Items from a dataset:
━━━━━━━━
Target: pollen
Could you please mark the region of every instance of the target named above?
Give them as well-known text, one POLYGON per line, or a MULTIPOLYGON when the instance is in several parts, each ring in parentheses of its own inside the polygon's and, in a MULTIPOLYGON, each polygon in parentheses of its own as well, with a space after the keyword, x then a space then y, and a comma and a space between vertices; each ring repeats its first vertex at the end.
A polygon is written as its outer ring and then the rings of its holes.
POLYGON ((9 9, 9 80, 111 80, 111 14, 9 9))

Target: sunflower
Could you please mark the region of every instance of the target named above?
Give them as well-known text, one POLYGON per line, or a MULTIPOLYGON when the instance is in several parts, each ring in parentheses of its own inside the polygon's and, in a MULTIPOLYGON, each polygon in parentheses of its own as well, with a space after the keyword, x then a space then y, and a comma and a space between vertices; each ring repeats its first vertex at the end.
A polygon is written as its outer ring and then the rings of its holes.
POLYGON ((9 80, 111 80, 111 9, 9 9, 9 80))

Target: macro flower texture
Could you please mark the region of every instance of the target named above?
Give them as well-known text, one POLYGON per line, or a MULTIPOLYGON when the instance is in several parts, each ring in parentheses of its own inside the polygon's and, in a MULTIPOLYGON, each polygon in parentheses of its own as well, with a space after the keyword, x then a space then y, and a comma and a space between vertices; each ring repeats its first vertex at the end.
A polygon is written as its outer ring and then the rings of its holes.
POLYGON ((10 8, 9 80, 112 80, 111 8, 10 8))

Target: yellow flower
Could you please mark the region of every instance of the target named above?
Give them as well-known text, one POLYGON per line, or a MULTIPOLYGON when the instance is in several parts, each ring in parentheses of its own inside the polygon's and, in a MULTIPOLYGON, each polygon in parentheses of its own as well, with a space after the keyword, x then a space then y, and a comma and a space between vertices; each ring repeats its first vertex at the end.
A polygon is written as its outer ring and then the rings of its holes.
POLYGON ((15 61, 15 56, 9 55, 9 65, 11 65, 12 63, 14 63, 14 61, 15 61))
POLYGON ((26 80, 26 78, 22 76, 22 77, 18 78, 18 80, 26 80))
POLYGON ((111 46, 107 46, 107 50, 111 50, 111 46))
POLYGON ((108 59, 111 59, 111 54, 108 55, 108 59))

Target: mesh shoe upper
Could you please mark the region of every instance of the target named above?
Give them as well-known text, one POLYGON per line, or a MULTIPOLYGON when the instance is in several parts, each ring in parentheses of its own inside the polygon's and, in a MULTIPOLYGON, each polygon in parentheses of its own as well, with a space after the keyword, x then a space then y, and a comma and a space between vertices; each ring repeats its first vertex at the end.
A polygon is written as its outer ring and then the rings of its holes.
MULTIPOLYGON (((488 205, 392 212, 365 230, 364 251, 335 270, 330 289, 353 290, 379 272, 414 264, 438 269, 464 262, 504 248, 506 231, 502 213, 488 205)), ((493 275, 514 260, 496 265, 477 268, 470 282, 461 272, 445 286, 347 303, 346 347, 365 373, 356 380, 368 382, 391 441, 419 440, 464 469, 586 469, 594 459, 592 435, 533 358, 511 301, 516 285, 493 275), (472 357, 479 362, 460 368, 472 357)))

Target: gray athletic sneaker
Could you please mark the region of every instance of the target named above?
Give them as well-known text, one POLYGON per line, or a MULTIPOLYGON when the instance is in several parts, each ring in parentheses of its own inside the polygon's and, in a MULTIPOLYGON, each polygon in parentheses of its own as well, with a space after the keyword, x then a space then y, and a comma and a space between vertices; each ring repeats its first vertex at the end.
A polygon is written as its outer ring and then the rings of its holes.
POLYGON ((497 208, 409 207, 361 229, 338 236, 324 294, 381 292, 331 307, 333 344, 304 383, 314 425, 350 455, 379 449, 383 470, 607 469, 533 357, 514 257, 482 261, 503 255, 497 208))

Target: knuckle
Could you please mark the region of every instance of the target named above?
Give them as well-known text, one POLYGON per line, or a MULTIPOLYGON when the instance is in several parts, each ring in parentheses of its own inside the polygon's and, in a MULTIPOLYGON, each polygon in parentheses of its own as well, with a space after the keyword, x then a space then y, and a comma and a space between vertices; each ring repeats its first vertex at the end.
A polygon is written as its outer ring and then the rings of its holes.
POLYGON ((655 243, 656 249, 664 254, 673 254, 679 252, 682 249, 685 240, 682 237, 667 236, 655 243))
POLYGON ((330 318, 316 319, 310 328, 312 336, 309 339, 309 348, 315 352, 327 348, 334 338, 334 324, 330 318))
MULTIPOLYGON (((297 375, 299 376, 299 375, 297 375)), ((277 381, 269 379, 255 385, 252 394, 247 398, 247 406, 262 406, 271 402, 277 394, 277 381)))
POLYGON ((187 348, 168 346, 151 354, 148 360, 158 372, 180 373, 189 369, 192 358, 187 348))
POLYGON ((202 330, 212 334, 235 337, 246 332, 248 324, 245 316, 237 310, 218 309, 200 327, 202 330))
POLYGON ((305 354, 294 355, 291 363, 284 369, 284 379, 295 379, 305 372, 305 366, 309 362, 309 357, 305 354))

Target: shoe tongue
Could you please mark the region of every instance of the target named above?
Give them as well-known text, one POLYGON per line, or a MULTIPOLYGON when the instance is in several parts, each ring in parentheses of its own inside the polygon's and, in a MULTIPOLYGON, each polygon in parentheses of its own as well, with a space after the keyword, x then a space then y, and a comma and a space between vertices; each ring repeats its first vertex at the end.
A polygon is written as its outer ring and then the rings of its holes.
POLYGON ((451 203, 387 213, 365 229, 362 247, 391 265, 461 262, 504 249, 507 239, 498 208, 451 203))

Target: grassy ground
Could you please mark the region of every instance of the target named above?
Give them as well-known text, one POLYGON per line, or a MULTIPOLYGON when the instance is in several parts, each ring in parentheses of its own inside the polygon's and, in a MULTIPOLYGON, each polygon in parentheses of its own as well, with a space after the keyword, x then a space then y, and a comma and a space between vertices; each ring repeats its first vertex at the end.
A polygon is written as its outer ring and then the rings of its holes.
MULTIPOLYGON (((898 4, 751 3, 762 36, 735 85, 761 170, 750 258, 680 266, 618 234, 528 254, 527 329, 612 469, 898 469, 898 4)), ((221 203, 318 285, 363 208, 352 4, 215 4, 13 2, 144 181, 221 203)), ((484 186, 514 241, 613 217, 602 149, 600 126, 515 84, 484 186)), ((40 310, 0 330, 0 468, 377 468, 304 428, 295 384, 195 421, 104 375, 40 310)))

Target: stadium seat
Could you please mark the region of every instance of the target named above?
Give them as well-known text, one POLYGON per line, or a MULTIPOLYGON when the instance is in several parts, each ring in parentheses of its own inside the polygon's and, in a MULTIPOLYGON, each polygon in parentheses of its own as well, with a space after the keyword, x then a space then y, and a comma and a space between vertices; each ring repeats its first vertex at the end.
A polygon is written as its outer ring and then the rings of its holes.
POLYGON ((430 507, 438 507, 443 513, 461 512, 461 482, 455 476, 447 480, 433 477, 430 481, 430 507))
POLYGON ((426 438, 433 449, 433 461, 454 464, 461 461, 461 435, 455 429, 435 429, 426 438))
━━━━━━━━
AIM: Return every line exactly.

PROBLEM SOLUTION:
Target: pollen
Could you please mark the region of every instance of the target named above?
Give them as well-known text, one POLYGON per line, or a MULTIPOLYGON when the instance is in several parts, each ring in parentheses of its own inside the polygon's and, in a MULTIPOLYGON, each polygon in parentheses of its own as well, with a space after the keyword, x then a space then y, and a comma and a space between vertices; each ring repeats its first vertex at the end.
A polygon is written as its outer ring and then the rings of its holes.
POLYGON ((9 9, 9 80, 111 80, 111 14, 9 9))

Target: sunflower
Could you please mark the region of every instance of the target named above?
Give them as well-known text, one POLYGON per line, or a MULTIPOLYGON when the instance is in several parts, each ring in parentheses of its own inside the polygon's and, in a MULTIPOLYGON, each polygon in parentheses of its own as well, with a space after the keyword, x then a space then y, and a comma and a space between vertices; each ring repeats its first vertex at the end.
A polygon is written as its outer ring and then the rings of its holes.
POLYGON ((9 80, 111 80, 111 9, 9 9, 9 80))

Target: macro flower texture
Could you please mark the region of every instance of the target named above?
Give them as well-known text, one POLYGON per line, or a MULTIPOLYGON when the instance is in several parts, each ring in parentheses of its own inside the polygon's and, in a MULTIPOLYGON, each polygon in parentheses of its own as well, with a space after the keyword, x then a space then y, and a comma and a space between vertices; each ring repeats its first vertex at the end.
A polygon is written as its outer ring and then the rings of its holes.
POLYGON ((10 8, 9 80, 112 80, 111 8, 10 8))

Target: yellow flower
Could you please mark the region of every instance of the target named above?
Give them as well-known text, one POLYGON per line, or a MULTIPOLYGON when the instance is in several parts, each ring in parentheses of its own inside the polygon's and, in a MULTIPOLYGON, each polygon in parentheses of its own as well, with a space after the keyword, x then a space then y, and a comma and a space between vertices; each ring repeats its first vertex at the end.
A polygon is written as its outer ring and then the rings of its holes.
POLYGON ((15 61, 15 56, 9 55, 9 65, 11 65, 12 63, 14 63, 14 61, 15 61))
POLYGON ((26 80, 26 78, 22 76, 22 77, 18 78, 18 80, 26 80))
POLYGON ((111 46, 107 46, 107 50, 111 50, 111 46))
POLYGON ((108 59, 111 59, 111 54, 108 55, 108 59))

Target: mesh shoe upper
Could you please mark the region of every instance of the target named above?
Give them as well-known text, one POLYGON per line, or a MULTIPOLYGON when the instance is in several parts, each ring in parentheses of its own inside the polygon's and, in a MULTIPOLYGON, each polygon in parentheses of its own as well, with a space after the keyword, x then a space then y, and a comma and a space between vertices; each ring repeats its first vertex at the end.
A polygon is written as its outer ring and then the rings of its holes.
MULTIPOLYGON (((488 205, 392 212, 365 230, 364 251, 335 270, 330 289, 353 290, 379 272, 414 264, 438 269, 464 262, 504 248, 506 231, 502 213, 488 205)), ((493 275, 514 260, 496 265, 477 268, 470 282, 461 272, 445 286, 347 303, 346 347, 365 373, 356 380, 368 382, 391 441, 419 440, 464 469, 586 469, 594 459, 592 435, 533 358, 511 301, 516 285, 493 275), (472 357, 479 362, 460 368, 472 357)))

Target: gray athletic sneaker
Could you please mark the region of every instance of the target named above?
Give them as well-known text, one POLYGON per line, or a MULTIPOLYGON when the instance is in several parts, each ring in parentheses of its own inside the polygon's and, in a MULTIPOLYGON, each polygon in parentheses of its own as well, with a space after the keyword, x then a space then y, and a comma and a space between vertices; each ring repeats its first vertex at the end.
A polygon is written as its outer ring and then the rings of its holes.
POLYGON ((497 208, 409 207, 361 229, 338 236, 324 294, 381 292, 331 307, 333 344, 304 383, 314 425, 350 455, 379 449, 383 470, 607 469, 533 357, 514 257, 482 261, 503 255, 497 208))

Target: knuckle
Could you please mark the region of every instance of the target named above?
Give them as well-known text, one POLYGON per line, or a MULTIPOLYGON when the instance is in several parts, each ring in parentheses of its own inside the polygon's and, in a MULTIPOLYGON, each polygon in parentheses of its own as well, with a space after the keyword, x then a space then y, and a comma and a space between vertices; each ring repeats its first vertex at the end.
A polygon is written as its outer ring and then the rings of its holes.
POLYGON ((655 243, 656 249, 664 254, 673 254, 679 252, 682 249, 685 240, 682 237, 667 236, 655 243))
POLYGON ((330 318, 316 319, 310 328, 312 336, 309 339, 309 348, 315 352, 327 348, 334 338, 334 324, 330 318))
MULTIPOLYGON (((297 375, 299 376, 299 375, 297 375)), ((277 381, 269 379, 255 385, 252 394, 247 398, 247 406, 262 406, 271 402, 277 394, 277 381)))
POLYGON ((187 348, 168 346, 151 354, 148 360, 158 372, 180 373, 189 369, 192 358, 187 348))
POLYGON ((202 330, 212 334, 235 337, 246 332, 248 324, 245 316, 237 310, 218 309, 200 327, 202 330))
POLYGON ((305 354, 294 355, 291 363, 284 369, 284 379, 295 379, 305 372, 305 366, 309 362, 309 357, 305 354))

Target: shoe tongue
Could you please mark the region of every instance of the target named above?
Give them as well-known text, one POLYGON per line, or a MULTIPOLYGON when the instance is in several parts, each ring in parentheses of its own inside the polygon's and, in a MULTIPOLYGON, each polygon in parentheses of its own as well, with a space after the keyword, x then a space then y, and a comma and a space between vertices; each ring repeats its first vertex at the end.
A polygon is written as its outer ring and then the rings of its holes.
POLYGON ((451 203, 387 213, 365 229, 362 247, 391 265, 461 262, 504 249, 507 239, 498 208, 451 203))

Target: grassy ground
Could you please mark the region of every instance of the target named above?
Give them as well-known text, one POLYGON per line, or a MULTIPOLYGON when the instance is in several parts, each ring in parentheses of its own inside the polygon's and, in a MULTIPOLYGON, each polygon in parentheses of its own as well, with a space after the keyword, x then a space then y, and a comma and a space between vertices; each ring repeats its first vertex at the end.
A polygon is written as its outer ring and then the rings of its holes.
MULTIPOLYGON (((898 4, 751 3, 762 36, 735 85, 761 170, 750 258, 680 266, 618 234, 528 254, 527 329, 612 469, 898 469, 898 4)), ((221 203, 318 285, 363 208, 352 4, 215 4, 13 2, 144 181, 221 203)), ((484 186, 514 241, 613 217, 602 149, 600 126, 515 84, 484 186)), ((40 310, 0 330, 0 468, 377 468, 304 428, 295 384, 195 421, 104 375, 40 310)))

Target: stadium seat
Could you please mark the region of every instance of the target named above?
Give them as well-known text, one POLYGON per line, or a MULTIPOLYGON when the instance is in several parts, each ring in parentheses of its own inside the polygon's and, in a MULTIPOLYGON, each polygon in parentheses of its own as well, with a space after the keyword, x then a space then y, and a comma and a space between vertices; each ring repeats its first vertex at the end.
A polygon is written as its outer ring and then the rings of its holes.
POLYGON ((430 507, 438 507, 443 513, 461 512, 461 482, 455 476, 447 480, 433 477, 430 481, 430 507))
POLYGON ((426 438, 433 449, 433 461, 454 464, 461 461, 461 435, 455 429, 435 429, 426 438))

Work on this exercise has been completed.